Passage given -
▬▬▬▬▬▬
PS I need a loan if anyone wants to donate.  LOL  We cant afford to hit the road till we pay some bills off and that may take another year.   So ifn your rich and like to have a good tax write of let me know.   LOL


----------



## C Nash

Re: Need a loan

Nothing in my contract says that they will not pay if I have an accident in the National parks or forests. Will ck with the above link to see if they can beat progressive for the same coverage we now have.


----------



## C Nash

Re: Need a loan

Lee, did you see where the guy posted on ebay for 5 dollar donations to help pay off his MH   Was going to watch and see how long ebay would allowed it to be posted but forgot.


----------



## DL Rupper

Re: Need a loan

Hey Chelse, let us know if National Interstate can beat Progressive on your rig.  It may be a State-by-State or type of vehicles/RV's deal.


----------



## utmtman

Re: Need a loan

Hey Nash, I did see that.  Never have gone back to check it out though.  Strange there have been people who have done web pages strictly to get money cuz they want out of debt or some other dumb reason and people have actually donated to them.  They had one girl on the news or today show or something like that a couple years ago who did a page and needed money for college and they sent her thousands of dollars.  Blew my mind.
By the way, I did some calling around and also internet pricing for insurance a month or two ago.  My allstate I presently have is 1260 a year for insurance, National interstate quote me 943 and 926.  I got two bids from two different companies that advertise on the net before I found out they were both from NI.  Progressive quote me 1650 and my daughter who owns her own insurance company could only get me around 1300 a year.  And she is an independent.  The two companies that used NI were recommended to me by others in the RV forums a month or so ago.


----------
▬▬▬▬▬▬
Provided data -
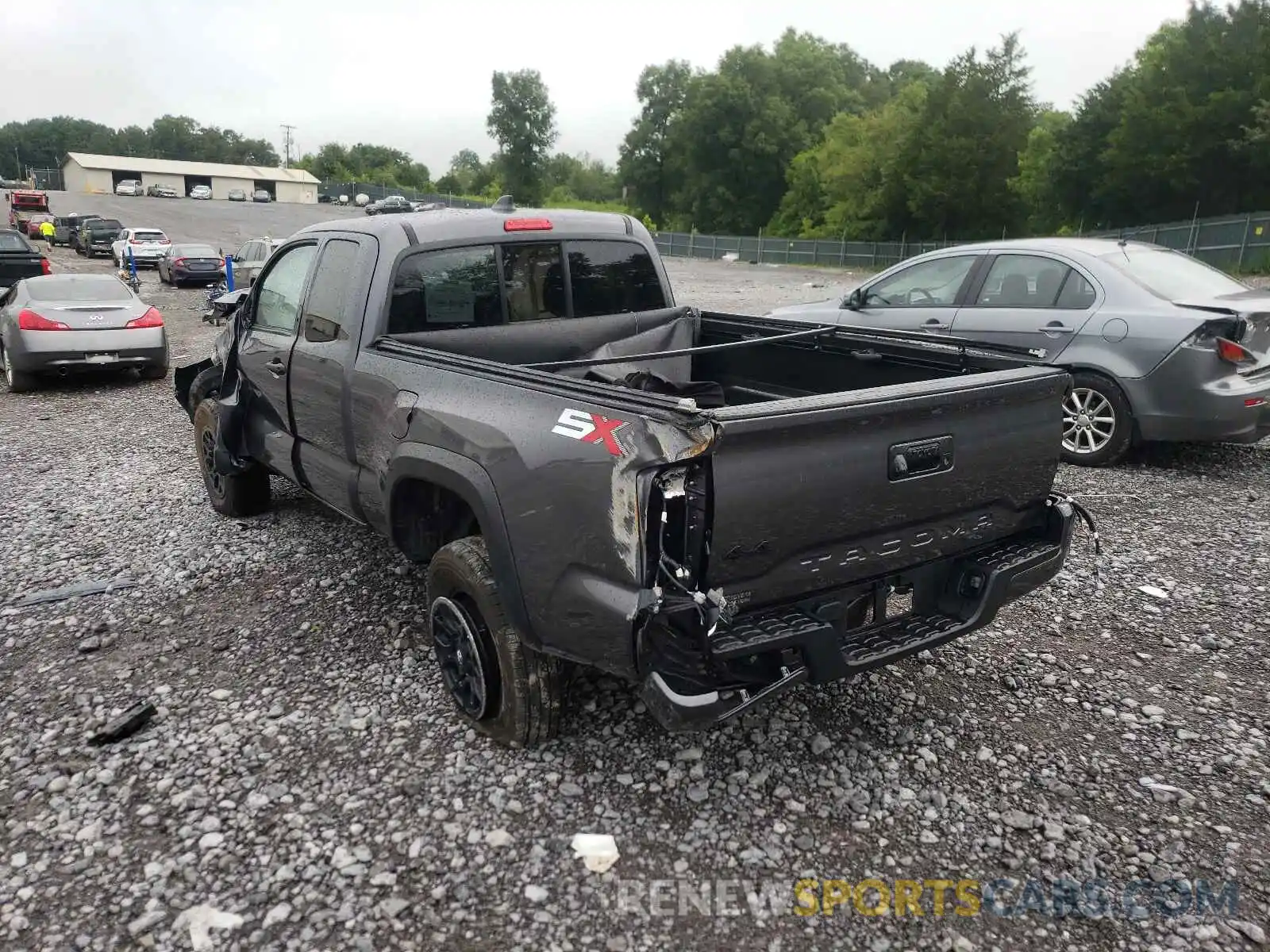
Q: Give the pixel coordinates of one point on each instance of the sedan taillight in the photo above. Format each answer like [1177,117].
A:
▬▬▬▬▬▬
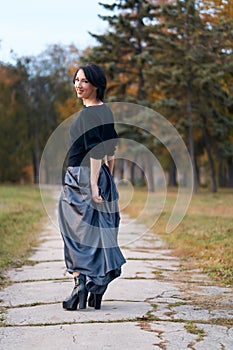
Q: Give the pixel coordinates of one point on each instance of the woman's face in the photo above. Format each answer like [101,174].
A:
▬▬▬▬▬▬
Direction -
Copy the forum thread above about needing a loan, word for word and in full.

Result for this task -
PS I need a loan if anyone wants to donate.  LOL  We cant afford to hit the road till we pay some bills off and that may take another year.   So ifn your rich and like to have a good tax write of let me know.   LOL


----------



## C Nash

Re: Need a loan

Nothing in my contract says that they will not pay if I have an accident in the National parks or forests. Will ck with the above link to see if they can beat progressive for the same coverage we now have.


----------



## C Nash

Re: Need a loan

Lee, did you see where the guy posted on ebay for 5 dollar donations to help pay off his MH   Was going to watch and see how long ebay would allowed it to be posted but forgot.


----------



## DL Rupper

Re: Need a loan

Hey Chelse, let us know if National Interstate can beat Progressive on your rig.  It may be a State-by-State or type of vehicles/RV's deal.


----------



## utmtman

Re: Need a loan

Hey Nash, I did see that.  Never have gone back to check it out though.  Strange there have been people who have done web pages strictly to get money cuz they want out of debt or some other dumb reason and people have actually donated to them.  They had one girl on the news or today show or something like that a couple years ago who did a page and needed money for college and they sent her thousands of dollars.  Blew my mind.
By the way, I did some calling around and also internet pricing for insurance a month or two ago.  My allstate I presently have is 1260 a year for insurance, National interstate quote me 943 and 926.  I got two bids from two different companies that advertise on the net before I found out they were both from NI.  Progressive quote me 1650 and my daughter who owns her own insurance company could only get me around 1300 a year.  And she is an independent.  The two companies that used NI were recommended to me by others in the RV forums a month or so ago.


----------